══ Information given ══
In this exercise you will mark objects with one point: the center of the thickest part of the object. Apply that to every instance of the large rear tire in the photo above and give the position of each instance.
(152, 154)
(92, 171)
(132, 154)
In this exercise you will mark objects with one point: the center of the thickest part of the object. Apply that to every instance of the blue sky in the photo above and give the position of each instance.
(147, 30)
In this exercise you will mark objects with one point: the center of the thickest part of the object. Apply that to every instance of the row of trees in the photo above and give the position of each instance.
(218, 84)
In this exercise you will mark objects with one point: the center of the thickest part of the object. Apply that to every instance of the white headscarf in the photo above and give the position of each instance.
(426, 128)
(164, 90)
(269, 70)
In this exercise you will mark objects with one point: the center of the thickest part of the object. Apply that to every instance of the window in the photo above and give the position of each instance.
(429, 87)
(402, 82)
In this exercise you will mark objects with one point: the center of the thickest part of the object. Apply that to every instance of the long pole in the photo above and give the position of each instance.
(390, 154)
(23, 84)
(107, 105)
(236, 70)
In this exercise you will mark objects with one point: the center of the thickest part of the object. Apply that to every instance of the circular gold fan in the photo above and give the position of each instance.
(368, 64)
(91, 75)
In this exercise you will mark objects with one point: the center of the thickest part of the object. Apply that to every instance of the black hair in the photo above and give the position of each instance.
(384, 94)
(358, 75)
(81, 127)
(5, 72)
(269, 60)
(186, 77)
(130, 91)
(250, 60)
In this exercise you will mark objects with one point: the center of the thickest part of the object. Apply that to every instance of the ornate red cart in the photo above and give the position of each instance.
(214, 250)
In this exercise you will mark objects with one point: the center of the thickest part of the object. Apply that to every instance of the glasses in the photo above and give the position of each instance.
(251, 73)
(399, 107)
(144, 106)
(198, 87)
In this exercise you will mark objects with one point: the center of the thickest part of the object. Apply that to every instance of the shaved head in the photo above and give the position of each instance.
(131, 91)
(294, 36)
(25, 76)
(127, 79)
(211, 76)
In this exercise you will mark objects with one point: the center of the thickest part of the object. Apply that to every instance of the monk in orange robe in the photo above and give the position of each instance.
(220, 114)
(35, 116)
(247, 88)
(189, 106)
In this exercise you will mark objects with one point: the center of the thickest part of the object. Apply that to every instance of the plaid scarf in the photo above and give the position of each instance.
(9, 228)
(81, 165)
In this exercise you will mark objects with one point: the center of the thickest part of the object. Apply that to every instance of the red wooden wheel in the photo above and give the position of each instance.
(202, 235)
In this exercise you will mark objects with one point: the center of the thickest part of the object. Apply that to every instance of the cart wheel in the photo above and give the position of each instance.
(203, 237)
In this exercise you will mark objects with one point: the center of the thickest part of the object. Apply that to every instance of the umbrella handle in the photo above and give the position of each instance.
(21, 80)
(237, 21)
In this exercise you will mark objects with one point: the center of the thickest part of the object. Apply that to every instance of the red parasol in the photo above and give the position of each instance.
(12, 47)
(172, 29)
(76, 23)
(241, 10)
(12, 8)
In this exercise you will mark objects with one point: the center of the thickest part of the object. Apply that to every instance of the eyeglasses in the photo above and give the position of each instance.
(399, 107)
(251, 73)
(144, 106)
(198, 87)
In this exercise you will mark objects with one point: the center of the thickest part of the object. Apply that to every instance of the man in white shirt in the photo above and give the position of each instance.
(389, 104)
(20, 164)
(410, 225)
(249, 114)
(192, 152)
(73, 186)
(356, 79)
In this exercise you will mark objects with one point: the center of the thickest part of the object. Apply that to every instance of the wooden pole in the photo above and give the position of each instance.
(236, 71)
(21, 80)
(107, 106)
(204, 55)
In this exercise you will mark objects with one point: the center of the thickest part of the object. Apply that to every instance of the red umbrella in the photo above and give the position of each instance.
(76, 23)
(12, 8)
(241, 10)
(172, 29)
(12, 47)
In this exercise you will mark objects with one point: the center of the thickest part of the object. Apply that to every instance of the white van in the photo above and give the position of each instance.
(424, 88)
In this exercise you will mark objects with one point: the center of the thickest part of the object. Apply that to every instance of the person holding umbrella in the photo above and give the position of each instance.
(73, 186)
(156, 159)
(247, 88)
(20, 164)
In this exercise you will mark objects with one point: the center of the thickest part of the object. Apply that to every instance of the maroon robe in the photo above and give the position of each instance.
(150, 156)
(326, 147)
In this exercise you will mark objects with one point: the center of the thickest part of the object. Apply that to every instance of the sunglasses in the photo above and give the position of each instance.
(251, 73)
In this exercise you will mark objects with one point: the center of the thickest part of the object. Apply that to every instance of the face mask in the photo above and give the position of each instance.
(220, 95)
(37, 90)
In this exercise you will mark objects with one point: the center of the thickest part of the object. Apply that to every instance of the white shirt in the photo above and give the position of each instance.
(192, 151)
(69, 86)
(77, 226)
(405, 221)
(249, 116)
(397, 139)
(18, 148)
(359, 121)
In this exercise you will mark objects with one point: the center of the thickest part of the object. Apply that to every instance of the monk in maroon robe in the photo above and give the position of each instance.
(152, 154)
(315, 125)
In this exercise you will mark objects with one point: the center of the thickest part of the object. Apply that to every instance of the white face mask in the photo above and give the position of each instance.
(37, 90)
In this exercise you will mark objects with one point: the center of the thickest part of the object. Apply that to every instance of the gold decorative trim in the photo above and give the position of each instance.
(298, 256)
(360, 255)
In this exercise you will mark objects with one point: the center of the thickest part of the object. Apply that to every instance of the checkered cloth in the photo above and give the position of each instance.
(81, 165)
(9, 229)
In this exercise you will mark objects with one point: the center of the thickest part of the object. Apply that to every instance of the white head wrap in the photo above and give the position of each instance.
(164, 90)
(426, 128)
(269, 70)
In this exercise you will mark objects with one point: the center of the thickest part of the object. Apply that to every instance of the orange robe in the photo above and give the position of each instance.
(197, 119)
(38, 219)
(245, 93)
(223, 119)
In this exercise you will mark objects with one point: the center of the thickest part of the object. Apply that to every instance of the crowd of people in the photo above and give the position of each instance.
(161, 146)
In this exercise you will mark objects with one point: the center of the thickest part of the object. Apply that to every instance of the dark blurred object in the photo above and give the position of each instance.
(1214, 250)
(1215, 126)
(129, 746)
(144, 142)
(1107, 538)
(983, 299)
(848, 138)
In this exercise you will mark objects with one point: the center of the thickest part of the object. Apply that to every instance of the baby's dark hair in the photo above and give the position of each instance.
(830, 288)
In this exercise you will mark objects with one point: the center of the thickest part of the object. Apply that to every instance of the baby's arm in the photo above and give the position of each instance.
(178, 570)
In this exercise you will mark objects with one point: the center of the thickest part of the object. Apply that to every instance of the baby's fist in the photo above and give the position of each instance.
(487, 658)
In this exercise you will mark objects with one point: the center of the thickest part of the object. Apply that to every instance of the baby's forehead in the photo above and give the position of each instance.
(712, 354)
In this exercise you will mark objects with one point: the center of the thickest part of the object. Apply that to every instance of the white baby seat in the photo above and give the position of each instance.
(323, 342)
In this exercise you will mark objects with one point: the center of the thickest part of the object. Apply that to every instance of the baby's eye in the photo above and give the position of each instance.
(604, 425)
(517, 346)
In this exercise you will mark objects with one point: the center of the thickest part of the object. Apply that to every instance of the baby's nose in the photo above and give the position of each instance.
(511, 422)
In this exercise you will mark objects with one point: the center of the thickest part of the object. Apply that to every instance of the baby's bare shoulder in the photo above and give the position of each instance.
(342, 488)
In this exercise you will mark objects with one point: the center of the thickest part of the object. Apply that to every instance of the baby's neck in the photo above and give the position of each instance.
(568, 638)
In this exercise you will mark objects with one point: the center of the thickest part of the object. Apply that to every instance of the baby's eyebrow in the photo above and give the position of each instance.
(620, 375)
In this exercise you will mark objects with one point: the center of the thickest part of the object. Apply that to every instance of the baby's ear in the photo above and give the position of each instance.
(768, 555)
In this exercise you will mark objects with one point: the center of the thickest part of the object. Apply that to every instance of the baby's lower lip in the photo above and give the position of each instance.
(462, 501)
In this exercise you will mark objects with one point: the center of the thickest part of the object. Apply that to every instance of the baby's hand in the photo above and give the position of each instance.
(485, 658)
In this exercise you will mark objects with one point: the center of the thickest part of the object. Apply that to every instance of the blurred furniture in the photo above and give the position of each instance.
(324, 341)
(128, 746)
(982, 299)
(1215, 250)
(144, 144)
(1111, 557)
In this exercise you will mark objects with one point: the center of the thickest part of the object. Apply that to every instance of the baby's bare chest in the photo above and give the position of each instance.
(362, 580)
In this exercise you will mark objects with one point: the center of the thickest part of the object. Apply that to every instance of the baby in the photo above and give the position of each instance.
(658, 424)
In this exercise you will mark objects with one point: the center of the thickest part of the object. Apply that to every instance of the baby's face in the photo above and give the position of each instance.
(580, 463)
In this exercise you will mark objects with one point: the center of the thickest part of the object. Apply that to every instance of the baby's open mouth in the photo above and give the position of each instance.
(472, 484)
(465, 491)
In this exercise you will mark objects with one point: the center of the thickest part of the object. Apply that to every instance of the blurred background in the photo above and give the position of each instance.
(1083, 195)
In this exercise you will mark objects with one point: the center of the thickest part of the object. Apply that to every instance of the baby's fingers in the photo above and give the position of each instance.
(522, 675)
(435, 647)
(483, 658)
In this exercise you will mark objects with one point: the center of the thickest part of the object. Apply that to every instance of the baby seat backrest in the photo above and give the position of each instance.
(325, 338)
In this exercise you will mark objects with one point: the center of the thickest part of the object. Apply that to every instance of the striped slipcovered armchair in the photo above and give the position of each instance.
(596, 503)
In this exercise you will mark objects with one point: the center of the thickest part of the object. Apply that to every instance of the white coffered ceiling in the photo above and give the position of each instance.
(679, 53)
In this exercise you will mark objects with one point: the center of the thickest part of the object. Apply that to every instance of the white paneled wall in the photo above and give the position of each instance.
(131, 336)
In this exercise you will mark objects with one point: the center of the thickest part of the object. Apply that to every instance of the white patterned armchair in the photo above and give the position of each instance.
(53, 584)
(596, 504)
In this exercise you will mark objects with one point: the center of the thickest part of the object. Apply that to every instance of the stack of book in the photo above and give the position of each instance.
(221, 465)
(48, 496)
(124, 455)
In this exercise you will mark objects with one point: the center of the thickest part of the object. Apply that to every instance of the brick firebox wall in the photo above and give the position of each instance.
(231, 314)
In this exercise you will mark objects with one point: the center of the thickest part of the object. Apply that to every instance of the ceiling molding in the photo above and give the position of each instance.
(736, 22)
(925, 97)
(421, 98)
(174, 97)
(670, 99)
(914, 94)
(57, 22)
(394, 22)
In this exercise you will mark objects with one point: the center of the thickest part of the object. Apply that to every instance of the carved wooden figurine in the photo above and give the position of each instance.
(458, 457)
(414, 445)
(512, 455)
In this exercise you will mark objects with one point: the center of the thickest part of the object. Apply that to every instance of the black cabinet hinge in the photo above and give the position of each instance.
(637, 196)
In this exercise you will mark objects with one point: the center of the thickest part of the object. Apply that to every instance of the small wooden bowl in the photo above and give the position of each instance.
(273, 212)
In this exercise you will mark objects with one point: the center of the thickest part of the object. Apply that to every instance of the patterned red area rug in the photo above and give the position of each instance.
═══
• [Task objective] Extract the closing run of lines, starting with the one containing "the white paneled" and ending at the last, exactly as written.

• [Complete output]
In this exercise you will mark objects with one point: the center of the thickest part of the object. Apply that to every instance of the white paneled wall in the photo above and give the position of each instance.
(131, 336)
In this exercise you will mark objects with one point: the center of the thickest part of the object. Apply that to every instance of the white patterned armchair in the photo above and give the position of each instance.
(53, 584)
(596, 504)
In this exercise you will mark objects with one point: the center of the thickest part of the object. Apply that to every instance of the stack of book in the photo above and give the position of each instance.
(221, 465)
(48, 496)
(124, 455)
In this exercise you will mark objects with one point: the center of the thickest part of the object. Apply that to every instance of the brick firebox wall in the photo above and give the position of each instance.
(231, 314)
In this exercise you will mark objects with one point: the center of the thickest part of the object. Apply that to every instance of the ceiling molding in the photo above and give the position of each instance.
(736, 22)
(925, 97)
(421, 98)
(174, 97)
(670, 99)
(914, 94)
(57, 22)
(394, 22)
In this exercise you will mark objects with one point: the center of the thickest part of the object. Apply that to every instance of the carved wooden figurine in the photo above and give the position of each instance.
(458, 457)
(414, 445)
(512, 455)
In this exercise you will mark objects with one point: the center of the thickest part of the object. Apply that to every instance of the black cabinet hinge in the photo above and give the position of each instance.
(637, 196)
In this exercise you will mark objects with one point: the center of the thickest part of the object. Apply that to every instance of the small wooden bowl in the photo above and give the position of each instance.
(273, 212)
In this exercise you will mark objects with one point: the center of the thickest part of the object. Apply that to every instance of the patterned red area rug in the photo above and give the position of each instance.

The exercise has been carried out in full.